Reproduce the following entries word for word, omitting the pictures from your answer.

— START OF RECORDS —

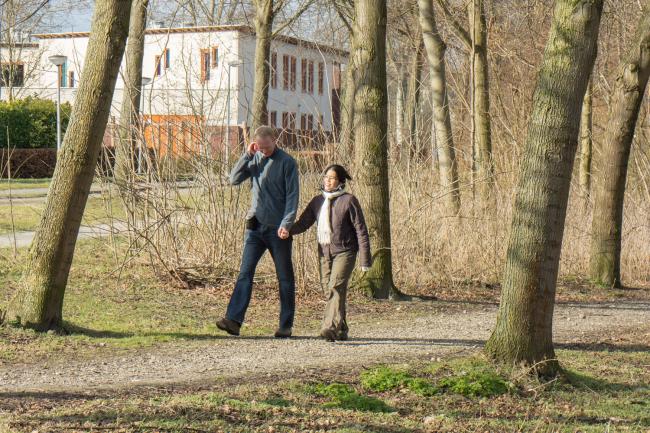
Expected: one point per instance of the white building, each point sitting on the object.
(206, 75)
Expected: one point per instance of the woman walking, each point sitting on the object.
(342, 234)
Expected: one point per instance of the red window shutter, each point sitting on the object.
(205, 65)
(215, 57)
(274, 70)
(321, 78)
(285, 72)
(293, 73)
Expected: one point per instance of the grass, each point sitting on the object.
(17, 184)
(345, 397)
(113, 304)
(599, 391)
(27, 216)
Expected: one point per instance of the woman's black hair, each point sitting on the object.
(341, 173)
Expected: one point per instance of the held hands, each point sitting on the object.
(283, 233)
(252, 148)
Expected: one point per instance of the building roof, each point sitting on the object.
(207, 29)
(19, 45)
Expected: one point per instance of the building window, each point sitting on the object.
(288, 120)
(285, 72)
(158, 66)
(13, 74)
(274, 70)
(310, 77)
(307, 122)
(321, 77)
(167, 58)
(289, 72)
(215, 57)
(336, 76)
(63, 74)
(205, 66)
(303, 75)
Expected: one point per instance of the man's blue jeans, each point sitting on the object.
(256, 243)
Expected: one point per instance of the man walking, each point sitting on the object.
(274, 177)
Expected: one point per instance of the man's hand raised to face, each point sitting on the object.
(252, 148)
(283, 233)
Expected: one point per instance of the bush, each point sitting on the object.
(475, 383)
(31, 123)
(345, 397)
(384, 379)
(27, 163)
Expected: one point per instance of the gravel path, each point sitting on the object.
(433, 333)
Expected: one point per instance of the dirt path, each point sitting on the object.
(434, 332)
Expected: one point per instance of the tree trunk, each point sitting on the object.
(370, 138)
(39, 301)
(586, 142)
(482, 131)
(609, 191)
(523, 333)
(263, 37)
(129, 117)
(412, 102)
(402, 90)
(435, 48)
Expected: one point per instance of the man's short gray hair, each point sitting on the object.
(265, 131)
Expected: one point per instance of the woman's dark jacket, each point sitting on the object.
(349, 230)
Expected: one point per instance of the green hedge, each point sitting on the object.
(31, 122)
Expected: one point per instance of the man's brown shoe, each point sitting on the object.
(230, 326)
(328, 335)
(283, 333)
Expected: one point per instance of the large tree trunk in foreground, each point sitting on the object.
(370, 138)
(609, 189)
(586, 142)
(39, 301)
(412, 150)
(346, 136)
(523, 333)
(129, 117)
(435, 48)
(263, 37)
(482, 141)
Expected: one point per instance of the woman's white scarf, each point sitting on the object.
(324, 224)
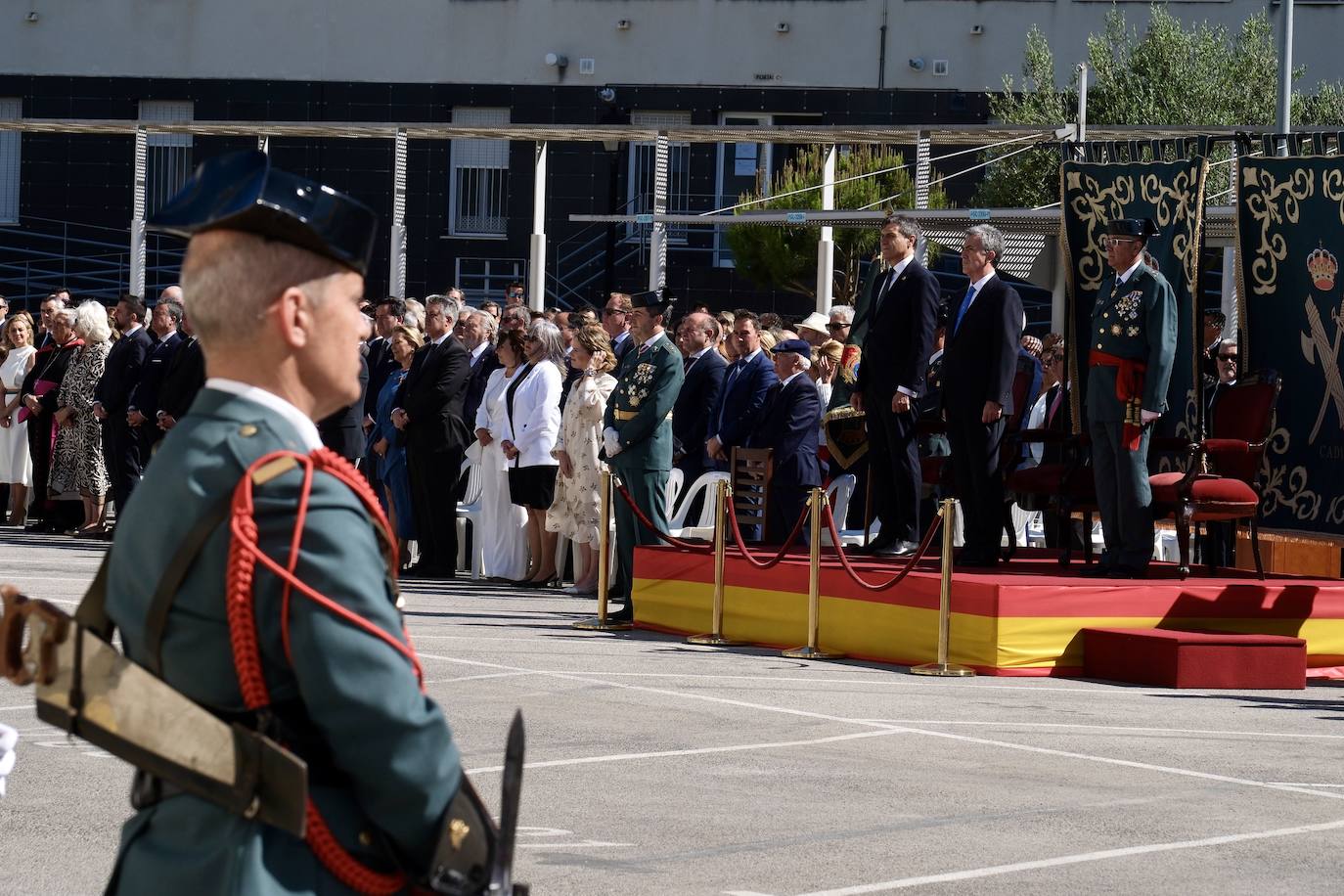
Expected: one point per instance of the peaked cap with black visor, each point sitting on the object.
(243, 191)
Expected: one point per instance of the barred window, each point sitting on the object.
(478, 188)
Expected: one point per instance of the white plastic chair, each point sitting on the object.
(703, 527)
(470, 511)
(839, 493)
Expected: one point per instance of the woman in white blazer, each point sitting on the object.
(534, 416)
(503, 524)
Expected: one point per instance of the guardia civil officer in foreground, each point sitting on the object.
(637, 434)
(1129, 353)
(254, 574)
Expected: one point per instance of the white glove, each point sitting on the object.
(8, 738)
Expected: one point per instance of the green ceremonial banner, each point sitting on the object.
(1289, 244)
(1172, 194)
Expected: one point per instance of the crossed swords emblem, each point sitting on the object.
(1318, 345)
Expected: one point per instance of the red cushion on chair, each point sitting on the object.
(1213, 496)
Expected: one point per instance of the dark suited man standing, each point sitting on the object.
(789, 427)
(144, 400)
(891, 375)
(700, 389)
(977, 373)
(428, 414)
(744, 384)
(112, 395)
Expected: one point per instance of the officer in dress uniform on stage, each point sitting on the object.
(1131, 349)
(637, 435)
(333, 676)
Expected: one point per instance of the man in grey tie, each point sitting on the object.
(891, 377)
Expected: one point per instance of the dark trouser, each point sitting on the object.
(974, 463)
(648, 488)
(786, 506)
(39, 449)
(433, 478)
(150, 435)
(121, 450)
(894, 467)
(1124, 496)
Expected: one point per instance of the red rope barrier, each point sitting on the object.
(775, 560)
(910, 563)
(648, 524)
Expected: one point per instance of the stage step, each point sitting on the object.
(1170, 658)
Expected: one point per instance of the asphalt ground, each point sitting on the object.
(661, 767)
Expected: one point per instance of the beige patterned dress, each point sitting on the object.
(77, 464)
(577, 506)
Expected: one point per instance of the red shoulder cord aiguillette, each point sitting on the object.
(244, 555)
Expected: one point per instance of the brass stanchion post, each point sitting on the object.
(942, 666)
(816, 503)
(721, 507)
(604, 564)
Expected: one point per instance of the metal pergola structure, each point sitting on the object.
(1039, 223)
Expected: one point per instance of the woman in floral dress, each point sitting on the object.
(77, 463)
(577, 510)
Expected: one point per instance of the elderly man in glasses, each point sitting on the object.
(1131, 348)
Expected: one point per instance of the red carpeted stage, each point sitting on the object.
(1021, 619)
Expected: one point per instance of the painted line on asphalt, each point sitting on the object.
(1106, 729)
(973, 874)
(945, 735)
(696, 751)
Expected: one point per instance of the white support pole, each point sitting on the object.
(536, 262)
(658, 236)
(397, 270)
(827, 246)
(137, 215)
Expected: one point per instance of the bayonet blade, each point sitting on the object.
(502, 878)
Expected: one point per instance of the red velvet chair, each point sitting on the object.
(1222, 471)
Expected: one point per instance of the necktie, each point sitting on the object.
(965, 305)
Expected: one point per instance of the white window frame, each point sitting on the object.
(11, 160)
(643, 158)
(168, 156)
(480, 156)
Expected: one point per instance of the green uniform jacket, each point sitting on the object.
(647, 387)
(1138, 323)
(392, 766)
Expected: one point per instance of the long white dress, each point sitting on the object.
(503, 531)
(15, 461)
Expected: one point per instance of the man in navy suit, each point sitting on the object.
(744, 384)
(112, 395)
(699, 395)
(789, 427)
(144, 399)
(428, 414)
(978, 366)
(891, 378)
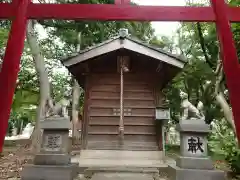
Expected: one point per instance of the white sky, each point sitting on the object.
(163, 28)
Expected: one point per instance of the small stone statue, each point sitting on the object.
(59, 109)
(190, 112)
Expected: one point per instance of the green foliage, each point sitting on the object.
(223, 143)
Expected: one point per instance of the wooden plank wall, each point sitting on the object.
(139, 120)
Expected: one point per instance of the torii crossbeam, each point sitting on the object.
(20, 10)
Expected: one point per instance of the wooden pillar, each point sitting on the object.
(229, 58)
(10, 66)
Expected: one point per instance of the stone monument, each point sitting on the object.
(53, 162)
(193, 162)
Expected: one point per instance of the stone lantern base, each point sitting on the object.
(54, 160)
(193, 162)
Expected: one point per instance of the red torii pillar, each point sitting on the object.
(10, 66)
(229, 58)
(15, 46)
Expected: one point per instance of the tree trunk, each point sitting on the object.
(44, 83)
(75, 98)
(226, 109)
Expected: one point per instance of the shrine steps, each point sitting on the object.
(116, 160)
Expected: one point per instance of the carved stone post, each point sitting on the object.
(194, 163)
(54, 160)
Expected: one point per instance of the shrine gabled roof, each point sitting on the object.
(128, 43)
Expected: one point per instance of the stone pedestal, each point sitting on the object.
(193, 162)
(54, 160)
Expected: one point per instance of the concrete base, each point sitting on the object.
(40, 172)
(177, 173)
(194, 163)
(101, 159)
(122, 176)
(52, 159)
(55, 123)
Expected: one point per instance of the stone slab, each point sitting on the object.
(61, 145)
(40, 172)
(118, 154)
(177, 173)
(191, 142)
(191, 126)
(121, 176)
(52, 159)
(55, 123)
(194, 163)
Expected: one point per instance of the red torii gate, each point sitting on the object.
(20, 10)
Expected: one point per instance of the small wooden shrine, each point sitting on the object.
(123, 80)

— END OF RECORDS —

REPLY TO THE TASK –
Expected: one point per instance of the white building, each point sitting on the object.
(206, 75)
Expected: one point per instance of the woman walking, each point sitting on the object.
(342, 234)
Expected: one point per instance of the red window shutter, each point sitting on the object.
(205, 65)
(215, 57)
(274, 70)
(321, 78)
(285, 72)
(293, 73)
Expected: one point per instance of the grass, each point sitting on the object.
(17, 184)
(345, 397)
(113, 304)
(599, 391)
(27, 216)
Expected: one point per instance of the woman's black hair, each point sitting on the object.
(341, 173)
Expected: one point per instance of the held hands, each point sitting on the object.
(283, 233)
(252, 148)
Expected: one point per instance of the building roof, each point sitting on the object.
(207, 29)
(19, 45)
Expected: one point per instance of the building window, each point sitting on the object.
(288, 120)
(285, 72)
(158, 66)
(13, 74)
(274, 70)
(310, 77)
(307, 122)
(321, 77)
(167, 58)
(289, 72)
(215, 57)
(336, 76)
(63, 74)
(205, 66)
(303, 75)
Expected: one point per instance of the man's blue jeans, each point sitting on the object.
(256, 243)
Expected: one point per instance of the man walking, each point sitting on the object.
(274, 177)
Expected: one point per instance of the man's hand raised to face, each point sitting on the object.
(252, 148)
(283, 233)
Expected: one point per instance of the bush, each point sitting on the object.
(475, 383)
(31, 123)
(345, 397)
(384, 379)
(27, 163)
Expected: one point per instance of the gravel path, each point sitting on the object.
(433, 333)
Expected: one point per instance of the dirt path, each point sitting on the object.
(434, 332)
Expected: one point per instance of the tree trunk, each point sitting on the object.
(370, 138)
(39, 301)
(586, 142)
(482, 131)
(609, 191)
(523, 333)
(263, 37)
(129, 117)
(412, 102)
(402, 90)
(435, 48)
Expected: one point per instance of the man's short gray hair, each point sitting on the object.
(265, 131)
Expected: one point per instance of the woman's dark jacket, each point sitting on the object.
(349, 230)
Expected: one point per instance of the green hedge, each point sitting on the object.
(31, 122)
Expected: one point per instance of the man's brown shoe, each point sitting on the object.
(230, 326)
(328, 335)
(283, 333)
Expected: one point per instance of the large tree trunk in foreground, each point sitting on the object.
(370, 138)
(609, 189)
(586, 142)
(39, 301)
(412, 150)
(346, 136)
(523, 333)
(129, 117)
(435, 48)
(263, 37)
(482, 141)
Expected: one point per instance of the woman's white scarf, each point sitting on the object.
(324, 224)
Expected: one point per instance of the peaked cap with black visor, each point sitting on the object.
(243, 191)
Expected: one point per instance of the barred window, each point sitting on the object.
(478, 188)
Expected: one point per instance of the white plastic chair, each point sitting on the object.
(703, 527)
(470, 511)
(839, 493)
Expected: one point per instance of the woman in white blazer, each point sitting on the object.
(534, 416)
(503, 524)
Expected: one point per instance of the guardia civil officer in foreground, each point sitting on the object.
(637, 434)
(1129, 353)
(254, 574)
Expected: one point per instance of the white glove, each point sitting on the object.
(8, 738)
Expected: one point per instance of the green ceremonial banner, each point sitting on the object.
(1289, 244)
(1172, 194)
Expected: one point per instance of the crossed swords emblem, each point sitting on the object.
(1318, 345)
Expected: one point per instance of the red cushion on chair, each point sitting on the object.
(1213, 496)
Expected: one point per instance of the dark suited man standing, each point sitting on the object.
(789, 427)
(144, 400)
(891, 375)
(700, 389)
(977, 373)
(428, 414)
(744, 384)
(112, 395)
Expected: one point per instance of the officer in dress uniform on stage, each point sitting on the object.
(1131, 349)
(637, 435)
(333, 676)
Expected: one point per instance of the man in grey tie, each point sitting on the object.
(891, 377)
Expected: one point per instance of the dark trouser, each point sitting on the object.
(974, 463)
(648, 488)
(786, 506)
(39, 449)
(433, 478)
(150, 435)
(121, 450)
(894, 467)
(1124, 496)
Expected: one point per instance of the red rope barrier, each point sitting on the object.
(775, 560)
(910, 563)
(648, 524)
Expected: one point per instance of the stage step, each point sitting on the object.
(1170, 658)
Expected: one point per instance of the asphalt ground, each point sitting on the object.
(661, 767)
Expected: one point per instance of the beige patterned dress, each point sitting on the object.
(77, 464)
(577, 506)
Expected: one point per instance of the red shoulder cord aiguillette, each point sitting on the object.
(244, 555)
Expected: one point per instance of the brass stanchion post, each point sitting on the object.
(942, 666)
(816, 503)
(721, 507)
(604, 564)
Expected: one point per instance of the metal pergola structure, each point sitting on the object.
(1039, 223)
Expected: one point per instance of the woman in floral dress, each point sitting on the object.
(77, 463)
(577, 510)
Expected: one point per instance of the elderly man in glasses, each point sitting on the object.
(1131, 348)
Expected: one point per instance of the red carpeted stage, each point sitting on the object.
(1021, 619)
Expected: one point per instance of the painted line on asphalt, each point sitting on the object.
(1106, 729)
(973, 874)
(945, 735)
(696, 751)
Expected: one point per instance of the white support pole, each point sitting on the object.
(536, 262)
(658, 236)
(397, 270)
(827, 246)
(137, 215)
Expected: one point per instance of the bayonet blade, each point sitting on the object.
(502, 878)
Expected: one point per instance of the red velvet chair, each point sitting on the object.
(1222, 471)
Expected: one point per instance of the necktie, each point sitting on the object.
(965, 305)
Expected: one point per instance of the white window frame, each point sitting on the object.
(11, 160)
(643, 158)
(168, 156)
(480, 156)
Expected: one point per instance of the green uniform jacket, each point sitting on the object.
(647, 387)
(1138, 323)
(392, 766)
Expected: one point per instance of the long white dress, each point sitting on the object.
(503, 531)
(15, 461)
Expected: one point per instance of the man in navy suit, each point sitting on the object.
(744, 384)
(112, 395)
(699, 395)
(789, 427)
(144, 399)
(428, 414)
(978, 366)
(891, 378)
Expected: one point per instance of the white sky, each point sitting on the object.
(163, 28)
Expected: one point per instance of the small stone statue, each point sitting on the object.
(59, 109)
(190, 112)
Expected: one point per instance of the green foliage, each point sitting on the object.
(223, 143)
Expected: one point per instance of the wooden plank wall, each point sitting on the object.
(139, 120)
Expected: one point per instance of the torii crossbeam, each point sitting on the object.
(20, 10)
Expected: one point per instance of the wooden pillar, each point sitting on the object.
(229, 58)
(10, 66)
Expected: one point per instance of the stone monument, each point sitting on the object.
(53, 162)
(193, 162)
Expected: one point per instance of the stone lantern base, each point sitting on the object.
(54, 160)
(193, 162)
Expected: one point per instance of the red torii pillar, each point sitting on the object.
(10, 66)
(229, 58)
(15, 46)
Expected: one point per instance of the tree trunk, each point sitting on the object.
(44, 83)
(75, 98)
(226, 109)
Expected: one point per instance of the shrine steps, each point sitting on the object.
(116, 160)
Expected: one point per instance of the carved stone post, each point sitting on the object.
(194, 163)
(54, 160)
Expected: one point per instance of the shrine gabled roof, each point sitting on the object.
(128, 43)
Expected: one point per instance of the stone pedestal, each point sitting on the object.
(193, 162)
(54, 160)
Expected: one point per instance of the concrete base, each point sitting on the object.
(40, 172)
(177, 173)
(194, 163)
(101, 159)
(122, 176)
(52, 159)
(55, 123)
Expected: one point per instance of the stone slab, each point sitting on the object.
(61, 145)
(40, 172)
(118, 154)
(177, 173)
(191, 142)
(191, 126)
(121, 176)
(52, 159)
(55, 123)
(194, 163)
Expected: one point per instance of the red torii gate, each point sitting on the object.
(20, 10)
Expected: one point per instance of the small wooden shrine, each point sitting on the object.
(123, 80)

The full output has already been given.